(Dataset records)
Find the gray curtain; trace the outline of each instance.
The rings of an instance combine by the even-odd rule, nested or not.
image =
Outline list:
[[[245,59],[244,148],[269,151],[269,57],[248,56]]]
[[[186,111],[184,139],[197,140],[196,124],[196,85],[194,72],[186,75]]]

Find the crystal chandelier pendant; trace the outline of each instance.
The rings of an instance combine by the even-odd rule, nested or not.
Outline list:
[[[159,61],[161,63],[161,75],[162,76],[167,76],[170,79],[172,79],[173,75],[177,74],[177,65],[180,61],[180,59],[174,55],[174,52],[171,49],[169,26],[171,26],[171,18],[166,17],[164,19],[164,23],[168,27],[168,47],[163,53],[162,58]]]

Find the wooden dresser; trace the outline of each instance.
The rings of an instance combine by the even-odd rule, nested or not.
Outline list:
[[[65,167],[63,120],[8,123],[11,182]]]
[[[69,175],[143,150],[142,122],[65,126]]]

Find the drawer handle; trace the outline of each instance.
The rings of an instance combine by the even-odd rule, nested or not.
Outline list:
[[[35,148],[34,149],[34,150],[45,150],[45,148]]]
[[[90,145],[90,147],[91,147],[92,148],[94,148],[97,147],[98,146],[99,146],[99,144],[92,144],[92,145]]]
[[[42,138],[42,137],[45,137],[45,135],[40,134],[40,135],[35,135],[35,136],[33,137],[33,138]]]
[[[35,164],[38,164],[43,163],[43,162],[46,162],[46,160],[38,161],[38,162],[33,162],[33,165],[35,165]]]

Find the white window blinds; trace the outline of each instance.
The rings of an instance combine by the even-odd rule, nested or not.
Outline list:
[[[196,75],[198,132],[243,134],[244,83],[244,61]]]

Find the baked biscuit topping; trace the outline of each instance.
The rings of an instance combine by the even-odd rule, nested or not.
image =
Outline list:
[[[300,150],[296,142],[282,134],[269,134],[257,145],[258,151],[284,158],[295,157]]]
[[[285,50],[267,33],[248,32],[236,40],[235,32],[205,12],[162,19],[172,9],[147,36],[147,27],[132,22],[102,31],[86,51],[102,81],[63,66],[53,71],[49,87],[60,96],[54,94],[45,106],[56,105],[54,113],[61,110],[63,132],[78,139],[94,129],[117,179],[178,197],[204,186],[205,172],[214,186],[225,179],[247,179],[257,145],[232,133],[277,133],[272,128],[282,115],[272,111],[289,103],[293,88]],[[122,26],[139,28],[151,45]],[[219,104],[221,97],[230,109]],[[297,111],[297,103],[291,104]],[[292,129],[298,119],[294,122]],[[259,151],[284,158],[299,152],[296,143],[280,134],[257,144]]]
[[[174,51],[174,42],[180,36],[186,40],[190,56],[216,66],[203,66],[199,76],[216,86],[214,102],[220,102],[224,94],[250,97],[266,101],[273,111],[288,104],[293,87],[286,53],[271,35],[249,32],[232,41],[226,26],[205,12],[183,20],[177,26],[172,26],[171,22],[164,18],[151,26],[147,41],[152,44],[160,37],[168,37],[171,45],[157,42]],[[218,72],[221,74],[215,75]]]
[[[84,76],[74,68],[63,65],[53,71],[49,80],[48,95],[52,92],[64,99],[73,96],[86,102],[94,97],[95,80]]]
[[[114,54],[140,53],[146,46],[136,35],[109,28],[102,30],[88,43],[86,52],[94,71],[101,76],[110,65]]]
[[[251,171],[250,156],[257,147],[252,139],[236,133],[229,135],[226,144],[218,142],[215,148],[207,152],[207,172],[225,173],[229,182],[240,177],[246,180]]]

▶ _WHAT IS ASKED_
Can you change every "Outline list" in the data above to "Polygon list" and leave everything else untouched?

▶ _TASK OUTPUT_
Find the gray curtain; trace the outline of each instance.
The rings of an instance combine by the even-odd rule, nested or not.
image =
Polygon list:
[[[245,59],[244,148],[269,151],[269,57],[248,56]]]
[[[186,111],[184,139],[197,140],[196,124],[196,85],[194,72],[186,75]]]

Find the crystal chandelier pendant; trace the outline of each instance.
The rings of an instance combine by the even-odd rule, nested or not.
Polygon list:
[[[159,61],[161,63],[161,75],[162,76],[167,76],[170,79],[172,79],[173,75],[177,74],[177,65],[180,61],[180,59],[174,55],[174,52],[171,49],[169,26],[171,26],[171,18],[166,17],[164,19],[164,23],[168,27],[168,47],[163,53],[162,58]]]

Find the wooden dresser; trace the outline of each instance.
The rings of an instance combine by the even-odd rule, nested or not.
Polygon list:
[[[65,167],[63,120],[8,123],[11,182]]]
[[[69,175],[143,150],[142,122],[65,126]]]

Find the drawer handle; trace the outline of each instance.
The rings of an instance combine by the even-odd rule, nested or not.
Polygon list:
[[[35,148],[34,149],[34,150],[45,150],[45,148]]]
[[[90,145],[90,147],[91,147],[92,148],[94,148],[97,147],[98,146],[99,146],[99,144],[92,144],[92,145]]]
[[[42,138],[42,137],[45,137],[45,135],[40,134],[40,135],[35,135],[35,136],[33,137],[33,138]]]
[[[35,164],[38,164],[43,163],[43,162],[46,162],[46,160],[38,161],[38,162],[33,162],[33,165],[35,165]]]

Find the white window blinds; trace the outline of each instance.
The rings of an instance combine by the even-odd rule, nested or not.
Polygon list:
[[[196,75],[198,132],[243,134],[244,83],[244,61]]]

Find the baked biscuit topping; trace the outline of each instance.
The rings of an instance combine by the even-odd rule, nested or not.
image =
Polygon list:
[[[300,150],[296,142],[282,134],[269,134],[257,145],[258,151],[284,158],[295,157]]]
[[[285,50],[267,33],[248,32],[236,40],[235,32],[205,12],[162,19],[172,9],[147,36],[147,27],[132,22],[102,31],[86,51],[102,81],[63,66],[53,71],[49,87],[60,96],[54,94],[45,106],[56,105],[54,113],[61,110],[63,132],[78,139],[94,129],[117,179],[178,197],[204,186],[205,172],[214,186],[225,179],[247,179],[257,145],[232,133],[277,133],[272,128],[282,115],[272,111],[289,103],[293,88]],[[122,26],[139,28],[151,45]],[[219,104],[221,97],[230,109]],[[297,111],[297,103],[291,104]],[[292,129],[298,119],[294,122]],[[259,151],[284,158],[299,152],[296,143],[280,134],[257,144]]]
[[[174,51],[174,42],[180,36],[186,40],[190,56],[216,66],[203,66],[199,76],[216,86],[214,102],[220,102],[224,94],[250,97],[266,101],[273,111],[288,104],[293,87],[286,53],[271,35],[249,32],[232,41],[226,26],[205,12],[183,20],[177,26],[172,26],[171,22],[164,18],[151,26],[147,41],[152,44],[160,37],[168,37],[171,45],[157,42]],[[218,72],[221,74],[215,75]]]
[[[84,76],[74,68],[63,65],[53,71],[49,80],[48,95],[52,92],[64,99],[73,96],[86,102],[94,97],[95,80]]]
[[[114,54],[140,53],[146,46],[136,35],[109,28],[102,30],[88,43],[86,52],[94,71],[101,76],[110,65]]]
[[[251,171],[250,156],[257,147],[252,139],[236,133],[229,135],[226,144],[218,142],[215,148],[207,152],[207,172],[225,173],[229,182],[240,177],[246,180]]]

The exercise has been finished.